Task item: From the data below, restate every line word for word.

Referring expression data:

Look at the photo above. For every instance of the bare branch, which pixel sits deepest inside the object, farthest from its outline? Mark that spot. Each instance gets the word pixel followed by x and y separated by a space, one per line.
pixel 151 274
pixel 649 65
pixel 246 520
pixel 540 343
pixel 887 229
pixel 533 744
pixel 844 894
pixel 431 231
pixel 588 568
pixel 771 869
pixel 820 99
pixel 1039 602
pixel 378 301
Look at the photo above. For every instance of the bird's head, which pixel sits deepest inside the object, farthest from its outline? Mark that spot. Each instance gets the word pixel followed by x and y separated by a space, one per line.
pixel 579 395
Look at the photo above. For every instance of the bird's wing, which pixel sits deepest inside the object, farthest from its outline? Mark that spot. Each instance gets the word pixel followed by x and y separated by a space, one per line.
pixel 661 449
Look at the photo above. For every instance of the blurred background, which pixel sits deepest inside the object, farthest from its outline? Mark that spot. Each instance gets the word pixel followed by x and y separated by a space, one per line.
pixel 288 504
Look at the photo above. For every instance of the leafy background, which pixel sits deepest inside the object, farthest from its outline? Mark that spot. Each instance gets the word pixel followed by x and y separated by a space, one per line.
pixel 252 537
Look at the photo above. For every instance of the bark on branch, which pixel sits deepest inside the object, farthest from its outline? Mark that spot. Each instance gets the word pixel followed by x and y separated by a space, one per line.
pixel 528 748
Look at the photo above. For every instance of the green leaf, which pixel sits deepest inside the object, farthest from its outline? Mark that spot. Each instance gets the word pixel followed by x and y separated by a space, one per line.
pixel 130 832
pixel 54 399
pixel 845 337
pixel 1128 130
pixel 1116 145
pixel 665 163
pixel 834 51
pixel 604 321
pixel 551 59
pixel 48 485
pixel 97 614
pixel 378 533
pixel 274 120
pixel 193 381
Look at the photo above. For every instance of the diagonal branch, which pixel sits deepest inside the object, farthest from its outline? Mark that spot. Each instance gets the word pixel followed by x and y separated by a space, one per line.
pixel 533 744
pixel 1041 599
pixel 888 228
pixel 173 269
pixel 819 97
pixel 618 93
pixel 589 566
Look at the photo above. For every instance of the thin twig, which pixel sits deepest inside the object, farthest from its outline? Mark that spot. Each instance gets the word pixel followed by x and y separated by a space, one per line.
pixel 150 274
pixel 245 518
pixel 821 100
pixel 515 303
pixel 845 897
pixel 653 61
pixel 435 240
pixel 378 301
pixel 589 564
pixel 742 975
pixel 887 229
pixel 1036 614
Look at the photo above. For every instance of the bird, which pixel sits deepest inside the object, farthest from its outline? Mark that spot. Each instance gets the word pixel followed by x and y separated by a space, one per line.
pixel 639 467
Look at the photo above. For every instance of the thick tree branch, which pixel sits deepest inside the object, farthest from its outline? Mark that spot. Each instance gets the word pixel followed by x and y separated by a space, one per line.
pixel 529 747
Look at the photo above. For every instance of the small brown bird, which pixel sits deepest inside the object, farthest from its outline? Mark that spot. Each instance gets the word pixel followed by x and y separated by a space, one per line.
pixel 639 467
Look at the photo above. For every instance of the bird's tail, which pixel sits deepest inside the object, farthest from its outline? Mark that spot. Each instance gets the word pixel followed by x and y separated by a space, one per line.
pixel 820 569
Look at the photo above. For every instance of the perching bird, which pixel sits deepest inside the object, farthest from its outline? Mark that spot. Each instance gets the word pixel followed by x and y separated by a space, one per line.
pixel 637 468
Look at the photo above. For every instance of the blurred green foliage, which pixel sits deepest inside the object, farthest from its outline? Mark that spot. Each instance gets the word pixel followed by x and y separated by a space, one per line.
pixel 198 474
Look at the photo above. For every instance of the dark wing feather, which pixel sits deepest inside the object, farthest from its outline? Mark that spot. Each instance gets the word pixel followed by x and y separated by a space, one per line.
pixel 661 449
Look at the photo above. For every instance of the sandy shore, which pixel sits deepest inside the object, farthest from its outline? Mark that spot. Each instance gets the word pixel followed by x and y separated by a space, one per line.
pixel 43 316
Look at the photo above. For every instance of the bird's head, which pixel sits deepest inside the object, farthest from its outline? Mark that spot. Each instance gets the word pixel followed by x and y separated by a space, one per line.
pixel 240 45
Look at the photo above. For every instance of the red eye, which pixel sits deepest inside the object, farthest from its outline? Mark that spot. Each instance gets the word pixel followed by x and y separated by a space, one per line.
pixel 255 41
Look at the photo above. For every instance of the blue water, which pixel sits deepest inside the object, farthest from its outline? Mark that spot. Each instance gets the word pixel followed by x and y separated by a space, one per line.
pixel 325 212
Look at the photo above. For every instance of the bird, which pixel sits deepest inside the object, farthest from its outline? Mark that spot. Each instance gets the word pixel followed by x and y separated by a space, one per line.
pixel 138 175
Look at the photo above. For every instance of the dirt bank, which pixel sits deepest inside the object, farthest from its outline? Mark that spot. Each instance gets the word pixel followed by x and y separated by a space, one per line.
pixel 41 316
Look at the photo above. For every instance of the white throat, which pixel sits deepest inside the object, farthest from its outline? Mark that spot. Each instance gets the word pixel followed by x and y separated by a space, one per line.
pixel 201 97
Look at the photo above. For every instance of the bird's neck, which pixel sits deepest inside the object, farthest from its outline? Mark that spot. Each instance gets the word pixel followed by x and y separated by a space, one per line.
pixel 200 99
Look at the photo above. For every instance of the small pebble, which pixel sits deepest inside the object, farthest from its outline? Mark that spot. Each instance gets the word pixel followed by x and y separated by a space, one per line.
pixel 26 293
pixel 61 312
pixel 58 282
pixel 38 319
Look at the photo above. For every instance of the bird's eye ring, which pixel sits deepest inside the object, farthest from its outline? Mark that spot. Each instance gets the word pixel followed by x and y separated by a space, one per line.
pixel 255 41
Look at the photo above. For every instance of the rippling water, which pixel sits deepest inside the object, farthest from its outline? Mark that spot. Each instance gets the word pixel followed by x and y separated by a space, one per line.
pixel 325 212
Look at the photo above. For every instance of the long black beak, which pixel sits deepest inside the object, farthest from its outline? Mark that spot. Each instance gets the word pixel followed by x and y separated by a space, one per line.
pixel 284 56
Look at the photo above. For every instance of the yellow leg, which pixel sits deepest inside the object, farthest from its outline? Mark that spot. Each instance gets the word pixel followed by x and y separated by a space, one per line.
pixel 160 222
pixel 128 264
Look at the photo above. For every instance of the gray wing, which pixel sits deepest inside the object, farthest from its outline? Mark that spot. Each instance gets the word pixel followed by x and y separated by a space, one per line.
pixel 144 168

Your response:
Look at the photo above. For every instance of the bare branch, which pixel sits deepest inside the object, farthest from its outline? Mark that spot. Each instance gets the word pixel followed by x and y separated by a space, one per line.
pixel 151 274
pixel 649 65
pixel 246 520
pixel 540 343
pixel 887 229
pixel 533 744
pixel 844 894
pixel 431 231
pixel 588 568
pixel 771 869
pixel 820 99
pixel 1039 602
pixel 378 301
Look at the photo above. For every instance of the bird's head, which pixel sits deepest inside the object, farthest from its outline? Mark that spot. Each instance gets the word pixel followed by x and y separated by a space, one per line.
pixel 579 395
Look at the photo above. For every instance of the bird's wing, which pixel sits deepest inside the object, farthest from its outline? Mark that spot. Each instance gets the word pixel followed by x and y separated by a space, one per line.
pixel 661 449
Look at the photo above. For every instance of the blurred background, which pixel sits deepest inside the object, farthest from its outline? Mark that spot. Each instance gets the word pixel followed by x and y separated by a space, one per line.
pixel 288 504
Look at the photo above. For every instance of the leafy background, which pixel sits deepest inside the object, farthest from its outline? Mark that spot. Each instance gets the word pixel followed by x and y separated by a space, one per line.
pixel 252 537
Look at the photo above. For every instance of the bark on branch, which pixel sits deepest inside the object, farthest from its outline? Mark that spot. Each instance gets the word pixel followed by x and y separated by a space, one per line.
pixel 528 748
Look at the photo above. For every instance of the green leaf, which pixel sits deepest inside the object, farthest from its outline? Mark that spot. Each instance gets the word pixel followed by x and y separated by a space, one per line.
pixel 130 832
pixel 54 399
pixel 845 337
pixel 1128 130
pixel 1116 145
pixel 665 163
pixel 834 51
pixel 604 321
pixel 551 59
pixel 48 485
pixel 97 614
pixel 378 533
pixel 274 120
pixel 193 381
Look at the photo above. For every instance of the diagonal branch, which pixel sits deepest inside the object, farthest from its outline? Mark that spot. Each instance gets the word pixel followed by x and y separated by a space, one per line.
pixel 533 744
pixel 1041 599
pixel 888 228
pixel 173 269
pixel 819 97
pixel 618 93
pixel 589 566
Look at the photo above. For every instance of the thin twig, which pixel sits deepest inside the object, farthest from its outline? Mark that spot. Each instance gets the word pixel followed by x and y separated by a space, one per line.
pixel 150 274
pixel 245 518
pixel 821 100
pixel 515 303
pixel 845 897
pixel 653 61
pixel 435 240
pixel 378 301
pixel 589 564
pixel 742 975
pixel 887 229
pixel 1036 614
Look at the photo above. For every instance of the bird, which pixel sits deepest inside the object, farthest from its outline? Mark that spot. Each instance gets the word pixel followed by x and y separated by a space, one per line.
pixel 639 467
Look at the photo above. For every instance of the thick tree branch, which pixel sits deepest inside the object, farthest from its outline? Mark that spot. Each instance gets the word pixel followed by x and y separated by a space, one per line.
pixel 529 747
Look at the photo above. For every instance of the small brown bird, which pixel sits deepest inside the object, farthest from its outline? Mark that spot. Each instance gets the word pixel followed by x and y separated by a space, one per line.
pixel 639 467
Look at the photo above. For every instance of the bird's tail, which pixel sits deepest inside the object, farthest from its outline? Mark that spot. Each instance gets the word pixel followed by x and y separated by a space, one per line.
pixel 820 569
Look at the photo above. For every instance of the perching bird, which pixel sits deepest inside the object, farthest from its outline? Mark that spot. Each instance gets the word pixel followed by x and y separated by a space, one per line.
pixel 637 468
Look at the photo above. For every instance of the blurred green foliage, which pixel sits deepest inside the object, farthest from its outline? Mark that spot. Each instance gets the word pixel followed by x and y separated by a space, one per line.
pixel 198 474
Look at the photo above. For every instance of the dark wing feather, which pixel sits deepest inside the object, farthest from its outline? Mark that spot. Each instance gets the word pixel followed by x and y separated by a space, one per line.
pixel 661 449
Look at the photo above. For every instance of the sandy shore, which pixel sits deepest inside the object, farthest from its outline? Mark that spot. Each instance gets the word pixel followed by x and y separated by a space, one per line.
pixel 43 316
Look at the photo above. For every instance of the bird's head, which pixel sits deepest inside the object, farthest from its outline? Mark that spot. Each instance gets the word pixel followed by x and y separated by a space, one per line.
pixel 240 45
Look at the photo above. For every instance of the red eye, which pixel sits deepest inside the object, farthest from its outline? Mark that spot. Each instance gets the word pixel followed by x and y separated by a space, one per line.
pixel 255 41
Look at the photo above. For every instance of the blue water, which pixel sits deepest inside the object, farthest from its outline? Mark that spot. Each instance gets the word pixel followed by x and y separated by a space, one per line.
pixel 325 212
Look at the photo above. For every instance of the bird, which pixel sits deepest inside the object, farthest from its outline? Mark that spot. Each instance gets the word pixel followed by x and y separated by a space, one per line.
pixel 138 175
Look at the photo above. For every instance of the dirt bank, which pixel sits deepest inside the object, farthest from its outline? Mark that spot. Each instance gets the word pixel followed by x and y separated by a space, one per line.
pixel 41 316
Look at the photo above. For every instance of the white throat, which pixel sits deepest inside the object, farthest from its outline? Mark that spot. Each instance gets the word pixel followed by x and y separated by a space, one per line.
pixel 201 97
Look at the photo above. For every instance of the bird's neck, which pixel sits deepest inside the object, farthest from its outline? Mark that spot. Each instance gets the word pixel followed by x and y separated by a space, one per line.
pixel 200 99
Look at the photo above. For every instance of the small pebble, which pixel sits deepest inside the object, farthest from its outline? Mark that spot. Each instance gets the word pixel followed by x and y separated by a space, one per line.
pixel 26 293
pixel 61 312
pixel 58 282
pixel 38 319
Look at the photo above. For every instance of the bird's eye ring, which pixel sits deepest inside the object, farthest from its outline? Mark that spot. Each instance gets the word pixel followed by x and y separated by a space, one per line.
pixel 255 41
Look at the photo above. For every instance of the rippling water, which pixel sits deepest inside the object, farthest from its outline? Mark that spot. Each instance gets the word pixel followed by x and y separated by a space, one per line.
pixel 325 212
Look at the photo above. For every instance of the long black beak, which pixel sits deepest inside the object, farthest from its outline? Mark that spot. Each instance gets the word pixel followed by x and y separated by a space, one per line.
pixel 284 56
Look at the photo above. For every instance of the yellow leg, which pixel sits deepest inside the object, farthest from its outline? Mark that spot. Each instance gets the word pixel followed by x and y separated by a space, one per line.
pixel 160 222
pixel 128 264
Look at the photo above. For every instance of the gray wing, which pixel sits deepest inside the object, farthest from its outline? Mark that spot. Each instance gets the word pixel followed by x and y separated by a space, one per line.
pixel 144 168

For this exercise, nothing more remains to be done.